> _FRAGMENTO SELECCIONADO_:
────────────────
Europa no cuenta, en su frágil y fragmentado imaginario colectivo, con un equivalente cultural al “roadtrip” estadounidense, que hunde sus raíces en los viajes pioneros hacia el Oeste de un continente por descubrir, cuya “Frontera” reculaba hacia un Oeste que parecía no toparse nunca con el Pacífico.
(Imagen: “roadtrips” épicos recopilados por Atlas Obscura)
Exploradores, buhoneros, colonos, buscadores de oro y buscavidas en general (desde “hobos”, o trabajadores temporales sin vivienda fija, a trotamundos que tienen algo de personaje de Mark Twain y de panteísmo de Walt Whitman), contribuyeron a una cultura viajera que originó nuevos acentos, música o vehículos: desde los vagones con cubierta de lona de las caravanas de pioneros a las primeras autocaravanas.
Inspirados en (y por) la carretera
Hay viajeros que han celebrado su vida en el camino, a menudo con finales menos fatalistas que el salto al vacío en el Gran Cañón en un descapotable a toda velocidad. La bitácora Atlas Obscura publicaba en 2015 un detallado mapa de Estados Unidos con el itinerario y puntos de interés de los principales viajes iniciáticos de la literatura estadounidense.
────────────────
> _OBJETIVO DEL EJERCICIO_: Según el fragmento sobre el roadtrip estadounidense, ¿qué publicó la bitácora Atlas Obscura en 2015?
────────────────
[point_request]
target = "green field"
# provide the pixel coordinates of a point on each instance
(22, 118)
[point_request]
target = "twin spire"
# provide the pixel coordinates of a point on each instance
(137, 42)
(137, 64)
────────────────
> _RESPUESTA_: Un detallado mapa de Estados Unidos con el itinerario y los puntos de interés de los principales viajes iniciáticos de la literatura estadounidense.